> _Work request_: Transcribe the stretch of entries below from the line with "Practice. Spot the child's short" through the line with "Practice. Spot the girl", exactly and with both ends included; leave out all other lines.

Extracted data entries:
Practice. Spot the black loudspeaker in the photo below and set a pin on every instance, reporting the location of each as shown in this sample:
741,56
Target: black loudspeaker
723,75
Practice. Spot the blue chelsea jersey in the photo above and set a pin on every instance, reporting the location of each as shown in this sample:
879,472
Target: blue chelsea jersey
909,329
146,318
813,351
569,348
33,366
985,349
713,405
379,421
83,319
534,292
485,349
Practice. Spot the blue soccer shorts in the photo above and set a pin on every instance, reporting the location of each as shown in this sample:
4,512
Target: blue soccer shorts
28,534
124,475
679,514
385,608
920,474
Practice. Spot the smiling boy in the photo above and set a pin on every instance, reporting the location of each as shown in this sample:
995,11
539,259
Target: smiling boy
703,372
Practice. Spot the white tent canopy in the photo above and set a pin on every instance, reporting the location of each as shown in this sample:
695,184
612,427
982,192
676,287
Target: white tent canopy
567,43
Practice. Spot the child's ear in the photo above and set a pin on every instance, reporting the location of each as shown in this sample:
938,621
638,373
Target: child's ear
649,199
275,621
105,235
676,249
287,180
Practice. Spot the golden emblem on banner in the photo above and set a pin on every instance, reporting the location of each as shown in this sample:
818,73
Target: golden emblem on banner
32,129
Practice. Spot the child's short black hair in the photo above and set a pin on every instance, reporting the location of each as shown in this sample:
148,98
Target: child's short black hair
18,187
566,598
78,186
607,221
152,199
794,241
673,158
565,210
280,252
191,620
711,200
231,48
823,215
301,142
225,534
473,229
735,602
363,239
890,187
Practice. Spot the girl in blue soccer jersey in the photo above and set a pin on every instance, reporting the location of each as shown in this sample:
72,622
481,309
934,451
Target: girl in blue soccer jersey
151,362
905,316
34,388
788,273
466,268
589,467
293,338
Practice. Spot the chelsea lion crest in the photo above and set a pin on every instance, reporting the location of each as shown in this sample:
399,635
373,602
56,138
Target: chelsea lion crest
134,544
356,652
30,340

> _Solved problem_:
Practice. Spot the child's short black hair in the photo above and set a pin on every instance, reporting the location of each as shown in this sample:
148,98
Target: child's short black hair
18,187
566,598
78,186
607,221
152,199
794,241
673,158
565,210
280,252
191,620
711,200
231,48
823,215
301,142
225,534
473,229
735,602
363,239
890,187
Practice. Spot the girl in blue soccer jersey in the photo above and set a pin on every instance, reporting the location of each as shown in this sample:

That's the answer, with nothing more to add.